State Librarian of North Carolina
- Appointed May 31, 1918 – 1956
- Preceded by: Miles O. Sherrill

Personal details
- Born: September 16, 1879 Raleigh, North Carolina, U.S.
- Died: January 29, 1957 (aged 77) Raleigh, North Carolina, U.S.
- Resting place: Historic Oakwood Cemetery
- Party: Democratic
- Parent(s): Needham B. Broughton Caroline R. Lougee
- Relatives: J. Melville Broughton (cousin) Alice Willson Broughton (cousin-in-law)
- Education: Peace Institute
- Alma mater: Meredith College State Normal and Industrial College
- Occupation: librarian

= Carrie Lougee Broughton =

American librarian

Carrie Lougee Broughton (September 16, 1879 – January 29, 1957) was an American librarian who served as the fourth State Librarian of North Carolina from 1918 to 1956. She was the first woman to serve as State Librarian and the first woman to serve as the head of a state government department in North Carolina.

== Early life and education ==
Broughton was born in Raleigh, North Carolina, on September 16, 1879, to Caroline R. Lougee and Needham B. Broughton, a businessman and politician who served in the North Carolina State Senate. She was raised in the Southern Baptist tradition and attended Tabernacle Baptist Church. Broughton was a first cousin of North Carolina Governor and U.S. Senator J. Melville Broughton and Baptist minister and medical doctor Len G. Broughton. Broughton was educated in Raleigh public schools and attended the Peace Institute and Meredith College in Raleigh and the State Normal and Industrial College in Greensboro.

== Career ==
Broughton was a member of the Democratic Party. She was appointed Assistant State Librarian at the State Library of North Carolina in September 1902, succeeding Marshall De Lancey Haywood. The state librarian, Miles O. Sherrill, retired in 1917 and was succeeded by a series of men named as acting state librarians. The naming of a woman to the post was not initially considered by trustees Governor Thomas Walter Bickett, Secretary of State J. Bryan Grimes, and Superintendent of Public Instruction J. Y. Joyner. Broughton was endorsed by the president of the State Federation of Women's Clubs, the North Carolina Library Commission, the North Carolina Library Association, as well as the librarians of Meredith College, Wake Forest College, Trinity College, Davidson College, and the State Normal and Industrial College. Walter Clark, Chief Justice of the North Carolina Supreme Court, wrote a letter to the trustees stating, "It is true, as someone has said, she is guilty of 'the atrocious crime of being a woman,' but she is a taxpayer, a good citizen, experienced and thoroughly competent. I have found nothing in the constitution of this State which forbids a woman to be appointed to any office." On May 31, 1918, Broughton was appointed in interim due to the North Carolina General Assembly being out of session. She was officially appointed as the fourth State Librarian on March 13, 1919, becoming the first woman to serve as the head of a state department in North Carolina.

# Problems to solve
• A. The article on Carrie Lougee Broughton names several colleges whose librarians endorsed her for State Librarian. List every one of them.
• B. For each statement, decide whether the article on Carrie Lougee Broughton supports it. Answer yes or no, and quote the words of the article that decide it.
(i) Broughton followed Marshall De Lancey Haywood as Assistant State Librarian.
(ii) Broughton was raised in the Methodist tradition.
(iii) Broughton was officially appointed State Librarian on May 31, 1918.
• C. Pick up the article on Carrie Lougee Broughton after its final sentence and keep writing it.

# Saved data entries
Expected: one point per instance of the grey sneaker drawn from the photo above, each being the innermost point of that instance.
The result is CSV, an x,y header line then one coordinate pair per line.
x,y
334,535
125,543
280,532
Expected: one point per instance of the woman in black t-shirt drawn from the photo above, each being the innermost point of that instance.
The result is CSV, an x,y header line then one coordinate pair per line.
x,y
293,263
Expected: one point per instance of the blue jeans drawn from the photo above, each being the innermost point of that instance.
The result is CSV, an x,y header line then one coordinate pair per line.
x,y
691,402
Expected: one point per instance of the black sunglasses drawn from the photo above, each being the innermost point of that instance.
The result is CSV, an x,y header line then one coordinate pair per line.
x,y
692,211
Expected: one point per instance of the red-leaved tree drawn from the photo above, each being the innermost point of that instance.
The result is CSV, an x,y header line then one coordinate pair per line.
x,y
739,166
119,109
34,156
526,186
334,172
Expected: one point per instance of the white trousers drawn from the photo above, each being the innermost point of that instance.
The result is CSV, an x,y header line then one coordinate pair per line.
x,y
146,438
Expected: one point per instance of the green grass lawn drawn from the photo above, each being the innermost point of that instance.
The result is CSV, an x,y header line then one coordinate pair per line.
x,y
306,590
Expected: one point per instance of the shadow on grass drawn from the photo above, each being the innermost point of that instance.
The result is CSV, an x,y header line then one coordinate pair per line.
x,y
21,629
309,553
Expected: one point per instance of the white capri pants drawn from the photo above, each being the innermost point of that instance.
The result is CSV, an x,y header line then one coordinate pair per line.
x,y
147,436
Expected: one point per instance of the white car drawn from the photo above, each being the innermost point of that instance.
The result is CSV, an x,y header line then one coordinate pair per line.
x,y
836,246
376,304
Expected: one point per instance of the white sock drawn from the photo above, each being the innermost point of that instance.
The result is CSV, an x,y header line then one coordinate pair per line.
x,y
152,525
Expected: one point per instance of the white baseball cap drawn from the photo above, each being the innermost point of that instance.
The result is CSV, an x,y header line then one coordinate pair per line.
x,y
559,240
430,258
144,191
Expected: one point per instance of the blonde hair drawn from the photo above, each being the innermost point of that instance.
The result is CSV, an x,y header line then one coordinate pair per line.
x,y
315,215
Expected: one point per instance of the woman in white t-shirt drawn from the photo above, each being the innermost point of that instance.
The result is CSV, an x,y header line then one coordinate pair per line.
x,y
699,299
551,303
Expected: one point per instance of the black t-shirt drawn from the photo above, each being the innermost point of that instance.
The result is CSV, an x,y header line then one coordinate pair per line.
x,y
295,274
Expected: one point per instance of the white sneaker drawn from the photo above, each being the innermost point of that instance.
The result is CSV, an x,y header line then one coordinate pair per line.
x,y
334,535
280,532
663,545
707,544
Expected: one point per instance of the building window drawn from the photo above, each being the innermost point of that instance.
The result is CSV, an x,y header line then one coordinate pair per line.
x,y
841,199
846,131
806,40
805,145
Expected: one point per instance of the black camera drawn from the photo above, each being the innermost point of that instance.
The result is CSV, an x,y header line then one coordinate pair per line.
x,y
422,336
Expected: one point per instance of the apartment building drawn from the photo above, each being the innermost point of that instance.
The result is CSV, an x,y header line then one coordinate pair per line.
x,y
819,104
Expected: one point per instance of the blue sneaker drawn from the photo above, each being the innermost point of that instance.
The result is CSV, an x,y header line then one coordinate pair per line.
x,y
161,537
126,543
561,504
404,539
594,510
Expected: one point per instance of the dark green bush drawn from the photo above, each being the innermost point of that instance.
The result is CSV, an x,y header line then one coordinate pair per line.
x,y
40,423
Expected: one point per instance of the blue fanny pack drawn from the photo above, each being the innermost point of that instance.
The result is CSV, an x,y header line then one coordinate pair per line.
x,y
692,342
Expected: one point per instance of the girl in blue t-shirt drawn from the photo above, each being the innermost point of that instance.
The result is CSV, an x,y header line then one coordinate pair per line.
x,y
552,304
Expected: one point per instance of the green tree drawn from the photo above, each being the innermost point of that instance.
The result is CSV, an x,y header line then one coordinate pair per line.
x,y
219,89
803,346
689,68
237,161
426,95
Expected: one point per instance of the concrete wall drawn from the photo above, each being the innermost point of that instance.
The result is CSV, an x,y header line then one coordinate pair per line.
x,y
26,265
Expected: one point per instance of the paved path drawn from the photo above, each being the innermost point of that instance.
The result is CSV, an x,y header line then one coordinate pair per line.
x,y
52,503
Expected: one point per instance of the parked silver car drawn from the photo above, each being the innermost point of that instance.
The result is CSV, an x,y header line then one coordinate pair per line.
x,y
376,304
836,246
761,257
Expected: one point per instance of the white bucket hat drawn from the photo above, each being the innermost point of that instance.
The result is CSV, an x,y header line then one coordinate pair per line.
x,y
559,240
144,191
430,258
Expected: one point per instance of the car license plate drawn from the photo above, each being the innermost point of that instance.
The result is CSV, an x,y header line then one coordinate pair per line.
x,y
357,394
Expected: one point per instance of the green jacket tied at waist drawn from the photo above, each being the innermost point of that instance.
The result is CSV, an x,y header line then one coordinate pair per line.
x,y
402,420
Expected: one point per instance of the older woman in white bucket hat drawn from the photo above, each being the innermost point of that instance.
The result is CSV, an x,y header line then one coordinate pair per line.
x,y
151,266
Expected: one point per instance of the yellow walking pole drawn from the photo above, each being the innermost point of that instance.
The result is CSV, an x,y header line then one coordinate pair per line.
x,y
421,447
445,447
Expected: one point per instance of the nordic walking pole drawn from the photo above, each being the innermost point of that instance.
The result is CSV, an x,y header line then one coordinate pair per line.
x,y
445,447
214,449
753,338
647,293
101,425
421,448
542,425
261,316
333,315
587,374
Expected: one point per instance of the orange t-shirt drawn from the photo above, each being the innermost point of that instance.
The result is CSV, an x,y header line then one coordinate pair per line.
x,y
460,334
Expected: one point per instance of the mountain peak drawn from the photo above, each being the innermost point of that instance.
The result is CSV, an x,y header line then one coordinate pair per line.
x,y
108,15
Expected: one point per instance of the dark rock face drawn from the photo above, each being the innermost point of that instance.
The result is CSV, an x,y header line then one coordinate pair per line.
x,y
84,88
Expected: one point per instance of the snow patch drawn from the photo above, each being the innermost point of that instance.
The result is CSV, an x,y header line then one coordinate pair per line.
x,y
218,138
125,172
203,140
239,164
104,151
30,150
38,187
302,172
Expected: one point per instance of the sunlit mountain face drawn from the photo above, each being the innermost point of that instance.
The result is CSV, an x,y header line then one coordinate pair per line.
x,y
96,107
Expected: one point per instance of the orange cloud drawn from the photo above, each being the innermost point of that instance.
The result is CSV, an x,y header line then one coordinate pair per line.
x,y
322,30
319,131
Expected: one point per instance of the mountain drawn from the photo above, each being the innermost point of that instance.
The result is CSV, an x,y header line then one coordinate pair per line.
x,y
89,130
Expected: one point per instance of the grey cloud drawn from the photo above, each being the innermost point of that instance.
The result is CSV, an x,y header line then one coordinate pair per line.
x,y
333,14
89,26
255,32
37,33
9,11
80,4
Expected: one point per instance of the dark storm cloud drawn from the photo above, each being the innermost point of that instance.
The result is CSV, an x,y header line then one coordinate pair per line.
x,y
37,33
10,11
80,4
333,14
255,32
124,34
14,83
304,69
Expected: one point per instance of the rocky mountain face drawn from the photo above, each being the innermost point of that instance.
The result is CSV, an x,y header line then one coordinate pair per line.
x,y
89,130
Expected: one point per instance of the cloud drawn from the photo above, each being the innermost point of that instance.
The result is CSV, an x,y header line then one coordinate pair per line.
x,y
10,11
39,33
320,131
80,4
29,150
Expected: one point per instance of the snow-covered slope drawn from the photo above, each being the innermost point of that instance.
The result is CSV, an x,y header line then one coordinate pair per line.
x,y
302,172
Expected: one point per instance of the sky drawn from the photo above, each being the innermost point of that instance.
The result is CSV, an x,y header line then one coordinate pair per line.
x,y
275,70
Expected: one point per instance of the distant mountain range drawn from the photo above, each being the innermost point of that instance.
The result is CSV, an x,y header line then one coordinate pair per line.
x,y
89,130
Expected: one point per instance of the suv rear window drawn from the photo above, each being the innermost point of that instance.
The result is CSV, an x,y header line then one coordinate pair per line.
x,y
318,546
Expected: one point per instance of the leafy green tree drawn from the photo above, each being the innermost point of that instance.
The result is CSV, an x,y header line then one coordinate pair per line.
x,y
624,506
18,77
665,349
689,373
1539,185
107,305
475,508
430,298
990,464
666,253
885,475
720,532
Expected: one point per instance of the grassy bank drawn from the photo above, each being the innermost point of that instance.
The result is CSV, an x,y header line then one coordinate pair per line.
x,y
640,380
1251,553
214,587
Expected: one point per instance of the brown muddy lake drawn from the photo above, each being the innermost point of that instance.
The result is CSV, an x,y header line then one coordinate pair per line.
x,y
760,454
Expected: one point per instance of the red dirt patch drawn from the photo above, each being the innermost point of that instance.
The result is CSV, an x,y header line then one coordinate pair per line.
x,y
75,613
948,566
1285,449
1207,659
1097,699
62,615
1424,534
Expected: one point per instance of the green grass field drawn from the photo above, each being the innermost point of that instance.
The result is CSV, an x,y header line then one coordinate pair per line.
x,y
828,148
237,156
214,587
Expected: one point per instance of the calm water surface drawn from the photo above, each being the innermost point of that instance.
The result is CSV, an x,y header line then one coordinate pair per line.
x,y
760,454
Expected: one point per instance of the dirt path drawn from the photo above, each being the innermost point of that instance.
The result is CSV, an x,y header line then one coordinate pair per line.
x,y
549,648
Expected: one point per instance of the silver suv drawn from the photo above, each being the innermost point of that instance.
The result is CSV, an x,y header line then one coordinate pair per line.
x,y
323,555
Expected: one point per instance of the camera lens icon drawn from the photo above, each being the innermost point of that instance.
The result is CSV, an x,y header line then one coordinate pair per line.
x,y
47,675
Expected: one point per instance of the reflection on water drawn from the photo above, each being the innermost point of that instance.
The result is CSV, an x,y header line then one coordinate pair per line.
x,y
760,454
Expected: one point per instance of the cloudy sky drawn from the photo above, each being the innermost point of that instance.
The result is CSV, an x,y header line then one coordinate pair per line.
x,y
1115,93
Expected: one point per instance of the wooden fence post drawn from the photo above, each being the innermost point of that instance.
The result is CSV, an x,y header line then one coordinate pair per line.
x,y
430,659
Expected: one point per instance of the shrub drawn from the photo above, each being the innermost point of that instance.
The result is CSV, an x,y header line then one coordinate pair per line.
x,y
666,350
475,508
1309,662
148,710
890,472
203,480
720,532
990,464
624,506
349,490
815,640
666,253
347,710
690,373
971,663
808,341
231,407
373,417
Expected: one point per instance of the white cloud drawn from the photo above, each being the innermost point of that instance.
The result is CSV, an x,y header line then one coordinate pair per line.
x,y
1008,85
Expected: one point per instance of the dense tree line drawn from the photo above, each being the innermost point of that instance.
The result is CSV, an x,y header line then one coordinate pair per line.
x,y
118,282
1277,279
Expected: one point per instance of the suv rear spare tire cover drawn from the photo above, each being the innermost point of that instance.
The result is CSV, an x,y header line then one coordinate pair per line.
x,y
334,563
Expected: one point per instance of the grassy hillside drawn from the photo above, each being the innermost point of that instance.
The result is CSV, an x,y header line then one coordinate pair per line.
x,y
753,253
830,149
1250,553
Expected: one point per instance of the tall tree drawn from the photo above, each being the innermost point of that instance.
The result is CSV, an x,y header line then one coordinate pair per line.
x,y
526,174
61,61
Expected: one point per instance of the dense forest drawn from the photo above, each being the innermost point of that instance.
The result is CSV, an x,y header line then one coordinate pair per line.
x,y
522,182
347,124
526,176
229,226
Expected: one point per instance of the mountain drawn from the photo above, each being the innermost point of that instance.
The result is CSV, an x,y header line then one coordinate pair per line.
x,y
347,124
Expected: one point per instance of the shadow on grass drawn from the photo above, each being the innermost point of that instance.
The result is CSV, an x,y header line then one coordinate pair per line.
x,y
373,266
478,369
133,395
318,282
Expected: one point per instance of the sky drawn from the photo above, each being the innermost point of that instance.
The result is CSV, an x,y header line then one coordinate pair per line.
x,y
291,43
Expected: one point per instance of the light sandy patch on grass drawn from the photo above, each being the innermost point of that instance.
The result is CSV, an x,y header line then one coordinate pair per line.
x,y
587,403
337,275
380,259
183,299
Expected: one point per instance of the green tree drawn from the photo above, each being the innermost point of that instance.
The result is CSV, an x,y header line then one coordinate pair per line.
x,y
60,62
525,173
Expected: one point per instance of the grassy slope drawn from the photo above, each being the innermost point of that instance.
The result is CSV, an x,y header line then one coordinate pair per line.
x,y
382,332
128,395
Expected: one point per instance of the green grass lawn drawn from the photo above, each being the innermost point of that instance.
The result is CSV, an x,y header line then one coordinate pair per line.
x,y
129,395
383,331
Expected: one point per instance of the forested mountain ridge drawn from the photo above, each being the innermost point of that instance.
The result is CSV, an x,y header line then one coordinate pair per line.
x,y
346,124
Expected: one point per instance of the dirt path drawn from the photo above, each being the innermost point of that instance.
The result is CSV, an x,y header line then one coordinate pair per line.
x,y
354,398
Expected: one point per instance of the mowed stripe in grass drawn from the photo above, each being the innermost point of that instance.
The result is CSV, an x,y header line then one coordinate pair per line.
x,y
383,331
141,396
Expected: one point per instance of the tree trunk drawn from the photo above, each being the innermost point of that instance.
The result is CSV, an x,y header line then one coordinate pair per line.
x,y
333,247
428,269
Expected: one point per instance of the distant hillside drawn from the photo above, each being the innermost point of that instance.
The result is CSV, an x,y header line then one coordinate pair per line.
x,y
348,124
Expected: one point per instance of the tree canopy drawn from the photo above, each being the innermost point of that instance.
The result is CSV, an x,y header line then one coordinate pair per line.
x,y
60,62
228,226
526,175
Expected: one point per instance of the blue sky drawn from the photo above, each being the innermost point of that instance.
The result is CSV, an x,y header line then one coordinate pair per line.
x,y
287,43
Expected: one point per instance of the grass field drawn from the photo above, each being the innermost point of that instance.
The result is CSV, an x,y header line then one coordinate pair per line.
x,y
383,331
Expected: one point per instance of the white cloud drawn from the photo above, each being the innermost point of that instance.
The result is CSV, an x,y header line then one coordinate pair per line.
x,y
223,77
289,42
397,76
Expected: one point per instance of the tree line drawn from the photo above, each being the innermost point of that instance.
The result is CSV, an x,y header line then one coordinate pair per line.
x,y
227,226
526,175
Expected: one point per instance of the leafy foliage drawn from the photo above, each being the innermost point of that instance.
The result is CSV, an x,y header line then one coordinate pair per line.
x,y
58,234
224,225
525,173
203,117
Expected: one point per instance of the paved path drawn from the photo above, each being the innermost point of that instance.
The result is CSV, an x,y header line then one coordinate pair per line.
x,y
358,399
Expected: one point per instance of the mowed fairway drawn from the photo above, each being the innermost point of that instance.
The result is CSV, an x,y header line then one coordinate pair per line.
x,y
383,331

# Answers given
• A. Meredith College, Wake Forest College, Trinity College, Davidson College, and the State Normal and Industrial College.

• B.
(i) Yes: "She was appointed Assistant State Librarian at the State Library of North Carolina in September 1902, succeeding Marshall De Lancey Haywood."
(ii) No: "She was raised in the Southern Baptist tradition and attended Tabernacle Baptist Church."
(iii) No: "She was officially appointed as the fourth State Librarian on March 13, 1919, becoming the first woman to serve as the head of a state department in North Carolina."

• C.
As state librarian, Broughton organized the Secretary of State's collection into a research collection for government officials, writers, and scholars. She started a genealogical collection through the State Library's Department of Cultural Resources. With her chief assistant, Pauline Hill, she compiled a fifty-eight page bibliography titled Genealogical Materials in the North Carolina State Library for the Biennial Report of the State Librarian of North Carolina for 1 July 1926 – 30 June 1928, which covered descendants of, as well as the marriages and deaths of, early North Carolinians. Starting in 1944, her genealogical reports collection also included marriages and death notices from 1799 to 1825 as published in the Raleigh Register. She also included marriages and deaths from the 19th century as published by the North Carolina State Gazette.

Broughton served as state librarian until her retirement in 1956.

== Death ==
On January 29, 1957, six months after her retirement, Broughton died from an illness. She was buried in Historic Oakwood Cemetery.